(Supplied material)
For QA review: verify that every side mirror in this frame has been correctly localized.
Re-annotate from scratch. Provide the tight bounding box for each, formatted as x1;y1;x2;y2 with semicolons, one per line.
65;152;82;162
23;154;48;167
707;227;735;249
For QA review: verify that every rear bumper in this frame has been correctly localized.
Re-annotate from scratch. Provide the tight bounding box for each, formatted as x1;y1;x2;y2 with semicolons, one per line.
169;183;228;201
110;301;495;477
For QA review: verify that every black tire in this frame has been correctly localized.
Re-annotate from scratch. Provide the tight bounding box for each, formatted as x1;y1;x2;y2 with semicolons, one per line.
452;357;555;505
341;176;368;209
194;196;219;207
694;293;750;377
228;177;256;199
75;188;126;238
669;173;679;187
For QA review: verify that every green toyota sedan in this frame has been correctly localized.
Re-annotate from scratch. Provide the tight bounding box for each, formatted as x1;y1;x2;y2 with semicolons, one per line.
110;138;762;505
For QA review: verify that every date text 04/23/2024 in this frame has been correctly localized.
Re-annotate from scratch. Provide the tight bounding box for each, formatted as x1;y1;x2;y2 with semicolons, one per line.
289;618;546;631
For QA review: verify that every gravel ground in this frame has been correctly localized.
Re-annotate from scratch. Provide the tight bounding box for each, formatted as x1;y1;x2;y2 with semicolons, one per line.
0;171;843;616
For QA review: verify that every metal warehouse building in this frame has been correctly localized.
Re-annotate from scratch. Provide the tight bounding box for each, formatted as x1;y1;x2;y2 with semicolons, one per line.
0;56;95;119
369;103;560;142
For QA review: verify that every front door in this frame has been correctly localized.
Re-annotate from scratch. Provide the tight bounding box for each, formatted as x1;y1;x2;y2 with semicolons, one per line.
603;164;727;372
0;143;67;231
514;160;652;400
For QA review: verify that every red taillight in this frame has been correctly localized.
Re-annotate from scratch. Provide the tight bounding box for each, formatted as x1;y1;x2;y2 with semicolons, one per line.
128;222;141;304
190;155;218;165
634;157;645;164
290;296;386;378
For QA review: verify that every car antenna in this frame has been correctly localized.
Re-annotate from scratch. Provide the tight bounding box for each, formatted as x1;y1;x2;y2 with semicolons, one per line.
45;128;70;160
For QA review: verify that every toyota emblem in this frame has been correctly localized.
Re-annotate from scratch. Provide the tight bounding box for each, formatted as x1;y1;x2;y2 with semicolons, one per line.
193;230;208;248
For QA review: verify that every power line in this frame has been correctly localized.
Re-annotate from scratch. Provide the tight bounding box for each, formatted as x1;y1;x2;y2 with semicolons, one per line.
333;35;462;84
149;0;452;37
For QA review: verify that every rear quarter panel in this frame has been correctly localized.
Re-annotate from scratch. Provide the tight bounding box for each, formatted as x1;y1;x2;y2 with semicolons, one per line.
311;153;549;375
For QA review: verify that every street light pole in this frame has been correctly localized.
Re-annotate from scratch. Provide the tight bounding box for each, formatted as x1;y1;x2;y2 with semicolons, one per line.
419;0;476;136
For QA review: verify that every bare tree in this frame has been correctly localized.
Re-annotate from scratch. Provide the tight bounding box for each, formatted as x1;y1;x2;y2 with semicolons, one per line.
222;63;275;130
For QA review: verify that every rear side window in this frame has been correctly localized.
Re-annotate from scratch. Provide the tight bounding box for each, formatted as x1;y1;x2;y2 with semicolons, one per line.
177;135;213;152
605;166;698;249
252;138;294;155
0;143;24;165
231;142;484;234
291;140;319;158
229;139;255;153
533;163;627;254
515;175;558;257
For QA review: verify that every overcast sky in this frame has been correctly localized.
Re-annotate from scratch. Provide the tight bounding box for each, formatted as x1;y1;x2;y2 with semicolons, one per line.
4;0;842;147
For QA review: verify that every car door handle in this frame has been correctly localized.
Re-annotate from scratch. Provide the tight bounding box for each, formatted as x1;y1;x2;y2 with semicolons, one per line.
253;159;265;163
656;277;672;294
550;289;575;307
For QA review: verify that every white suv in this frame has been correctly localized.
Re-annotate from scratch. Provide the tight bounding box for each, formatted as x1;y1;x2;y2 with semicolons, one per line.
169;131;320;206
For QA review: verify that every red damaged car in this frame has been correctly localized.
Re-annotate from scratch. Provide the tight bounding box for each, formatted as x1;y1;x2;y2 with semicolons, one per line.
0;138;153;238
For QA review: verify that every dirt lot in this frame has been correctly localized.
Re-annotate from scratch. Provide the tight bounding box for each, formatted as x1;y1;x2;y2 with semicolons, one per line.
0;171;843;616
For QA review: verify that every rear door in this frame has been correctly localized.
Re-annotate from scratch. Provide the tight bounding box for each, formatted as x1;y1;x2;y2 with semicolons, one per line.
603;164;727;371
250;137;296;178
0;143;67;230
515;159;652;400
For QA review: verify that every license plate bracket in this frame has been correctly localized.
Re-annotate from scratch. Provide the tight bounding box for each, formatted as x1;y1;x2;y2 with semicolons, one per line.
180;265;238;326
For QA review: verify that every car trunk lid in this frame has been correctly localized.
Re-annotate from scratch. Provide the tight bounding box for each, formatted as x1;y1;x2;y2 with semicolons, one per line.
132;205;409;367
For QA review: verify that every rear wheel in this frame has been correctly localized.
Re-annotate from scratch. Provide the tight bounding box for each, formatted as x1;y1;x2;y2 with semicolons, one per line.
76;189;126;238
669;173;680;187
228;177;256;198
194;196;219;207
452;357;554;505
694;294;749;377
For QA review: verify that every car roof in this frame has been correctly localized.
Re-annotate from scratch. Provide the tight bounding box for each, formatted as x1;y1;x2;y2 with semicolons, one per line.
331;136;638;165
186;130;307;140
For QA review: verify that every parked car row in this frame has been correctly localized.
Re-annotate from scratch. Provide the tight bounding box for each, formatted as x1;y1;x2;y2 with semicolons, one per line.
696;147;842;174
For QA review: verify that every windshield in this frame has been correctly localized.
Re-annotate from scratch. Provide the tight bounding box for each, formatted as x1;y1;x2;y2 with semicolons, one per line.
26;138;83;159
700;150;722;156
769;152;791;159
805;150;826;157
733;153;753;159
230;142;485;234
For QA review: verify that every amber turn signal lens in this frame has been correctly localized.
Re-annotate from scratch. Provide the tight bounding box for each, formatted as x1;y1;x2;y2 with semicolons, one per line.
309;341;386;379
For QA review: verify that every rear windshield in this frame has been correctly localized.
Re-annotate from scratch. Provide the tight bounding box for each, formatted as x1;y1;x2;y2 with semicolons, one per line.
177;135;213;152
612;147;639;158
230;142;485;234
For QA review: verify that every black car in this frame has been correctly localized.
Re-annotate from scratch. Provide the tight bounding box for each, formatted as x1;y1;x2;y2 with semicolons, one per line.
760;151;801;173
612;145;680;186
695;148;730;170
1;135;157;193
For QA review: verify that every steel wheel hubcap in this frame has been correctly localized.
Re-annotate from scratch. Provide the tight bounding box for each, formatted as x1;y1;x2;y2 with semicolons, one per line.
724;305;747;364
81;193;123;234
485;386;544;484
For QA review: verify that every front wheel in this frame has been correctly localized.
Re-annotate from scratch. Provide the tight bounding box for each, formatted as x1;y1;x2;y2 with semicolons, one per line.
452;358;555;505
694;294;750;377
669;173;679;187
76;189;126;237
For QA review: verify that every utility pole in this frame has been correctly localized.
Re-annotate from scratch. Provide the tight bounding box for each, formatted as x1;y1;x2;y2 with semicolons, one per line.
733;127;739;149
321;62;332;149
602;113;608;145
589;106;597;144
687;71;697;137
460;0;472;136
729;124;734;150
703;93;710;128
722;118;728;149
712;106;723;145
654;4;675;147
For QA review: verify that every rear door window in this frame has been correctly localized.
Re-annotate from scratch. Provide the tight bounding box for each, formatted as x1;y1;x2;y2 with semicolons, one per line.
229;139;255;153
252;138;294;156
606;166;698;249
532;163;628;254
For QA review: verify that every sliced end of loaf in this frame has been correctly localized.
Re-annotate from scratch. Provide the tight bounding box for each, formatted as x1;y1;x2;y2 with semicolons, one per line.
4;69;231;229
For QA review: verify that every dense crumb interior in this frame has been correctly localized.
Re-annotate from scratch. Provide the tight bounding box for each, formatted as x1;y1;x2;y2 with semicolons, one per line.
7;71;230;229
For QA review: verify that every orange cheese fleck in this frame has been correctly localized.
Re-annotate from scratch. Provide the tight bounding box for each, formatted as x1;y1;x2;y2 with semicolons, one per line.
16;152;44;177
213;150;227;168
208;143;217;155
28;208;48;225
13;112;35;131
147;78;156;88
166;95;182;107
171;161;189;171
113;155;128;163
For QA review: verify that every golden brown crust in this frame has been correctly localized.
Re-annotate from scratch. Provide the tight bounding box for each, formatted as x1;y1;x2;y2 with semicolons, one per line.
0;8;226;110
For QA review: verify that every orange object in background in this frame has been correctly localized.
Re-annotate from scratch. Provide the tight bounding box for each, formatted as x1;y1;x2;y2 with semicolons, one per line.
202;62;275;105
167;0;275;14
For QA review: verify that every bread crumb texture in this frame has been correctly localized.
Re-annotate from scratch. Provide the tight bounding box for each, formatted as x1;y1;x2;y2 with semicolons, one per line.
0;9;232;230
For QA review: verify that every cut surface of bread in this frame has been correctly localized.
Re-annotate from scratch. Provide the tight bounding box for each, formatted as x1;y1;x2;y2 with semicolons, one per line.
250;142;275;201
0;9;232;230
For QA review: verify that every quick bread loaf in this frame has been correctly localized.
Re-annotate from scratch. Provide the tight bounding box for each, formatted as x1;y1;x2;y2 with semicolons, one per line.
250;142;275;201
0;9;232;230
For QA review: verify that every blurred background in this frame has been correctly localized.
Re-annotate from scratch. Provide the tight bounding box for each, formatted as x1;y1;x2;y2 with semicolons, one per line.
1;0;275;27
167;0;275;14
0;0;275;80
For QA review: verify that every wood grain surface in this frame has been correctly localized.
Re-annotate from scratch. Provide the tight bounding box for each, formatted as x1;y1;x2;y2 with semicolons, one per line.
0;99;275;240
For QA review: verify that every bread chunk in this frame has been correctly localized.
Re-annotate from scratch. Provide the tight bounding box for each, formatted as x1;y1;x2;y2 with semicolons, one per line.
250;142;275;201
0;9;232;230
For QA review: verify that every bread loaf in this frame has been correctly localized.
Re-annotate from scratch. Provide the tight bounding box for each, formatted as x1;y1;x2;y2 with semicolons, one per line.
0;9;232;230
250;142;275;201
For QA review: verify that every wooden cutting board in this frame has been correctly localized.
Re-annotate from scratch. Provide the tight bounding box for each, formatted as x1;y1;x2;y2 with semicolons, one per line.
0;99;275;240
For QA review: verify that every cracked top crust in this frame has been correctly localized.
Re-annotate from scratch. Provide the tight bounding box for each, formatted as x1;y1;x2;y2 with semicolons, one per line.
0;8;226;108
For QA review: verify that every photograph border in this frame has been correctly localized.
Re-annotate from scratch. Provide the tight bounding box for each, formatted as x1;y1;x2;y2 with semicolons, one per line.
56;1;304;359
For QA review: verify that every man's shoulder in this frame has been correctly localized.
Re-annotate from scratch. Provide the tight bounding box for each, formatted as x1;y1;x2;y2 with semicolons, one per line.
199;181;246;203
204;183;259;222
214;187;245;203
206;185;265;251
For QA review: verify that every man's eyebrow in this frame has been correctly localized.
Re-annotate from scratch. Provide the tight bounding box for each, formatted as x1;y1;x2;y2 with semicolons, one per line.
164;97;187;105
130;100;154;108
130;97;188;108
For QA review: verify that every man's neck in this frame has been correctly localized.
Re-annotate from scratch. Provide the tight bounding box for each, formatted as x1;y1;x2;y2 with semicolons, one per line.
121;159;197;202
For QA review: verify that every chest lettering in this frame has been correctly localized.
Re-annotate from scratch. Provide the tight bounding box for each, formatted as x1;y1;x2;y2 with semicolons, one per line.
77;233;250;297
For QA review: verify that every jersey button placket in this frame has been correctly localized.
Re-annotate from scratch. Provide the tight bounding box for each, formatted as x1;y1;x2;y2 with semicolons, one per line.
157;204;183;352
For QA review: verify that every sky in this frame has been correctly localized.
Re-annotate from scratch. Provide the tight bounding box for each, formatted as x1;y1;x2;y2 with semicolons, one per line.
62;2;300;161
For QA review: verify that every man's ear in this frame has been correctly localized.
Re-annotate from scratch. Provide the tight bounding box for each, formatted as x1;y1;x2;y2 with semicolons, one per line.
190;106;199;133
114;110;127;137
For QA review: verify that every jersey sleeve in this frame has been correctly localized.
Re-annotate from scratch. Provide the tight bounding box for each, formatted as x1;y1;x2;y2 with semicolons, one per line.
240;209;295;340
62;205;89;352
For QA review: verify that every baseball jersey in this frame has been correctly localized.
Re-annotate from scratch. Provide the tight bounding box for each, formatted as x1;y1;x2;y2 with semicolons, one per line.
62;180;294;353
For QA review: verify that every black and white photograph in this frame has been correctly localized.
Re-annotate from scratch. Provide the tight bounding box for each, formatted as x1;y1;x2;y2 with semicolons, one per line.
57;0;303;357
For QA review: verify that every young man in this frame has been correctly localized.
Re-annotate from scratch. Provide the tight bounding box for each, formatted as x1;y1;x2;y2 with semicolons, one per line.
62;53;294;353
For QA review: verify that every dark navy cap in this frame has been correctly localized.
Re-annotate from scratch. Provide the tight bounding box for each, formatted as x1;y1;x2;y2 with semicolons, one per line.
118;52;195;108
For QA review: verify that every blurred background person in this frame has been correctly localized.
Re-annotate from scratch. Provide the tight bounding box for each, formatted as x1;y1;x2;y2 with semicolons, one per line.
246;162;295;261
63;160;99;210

(Directions for this task) Look through the entries and find each line that has the string "orange". Copy those lines.

(Output for this task)
For QA review: verify that every orange cheese fleck in this frame has been correctly localized.
For QA review: verify that every orange object in background in this frame has been correctly localized.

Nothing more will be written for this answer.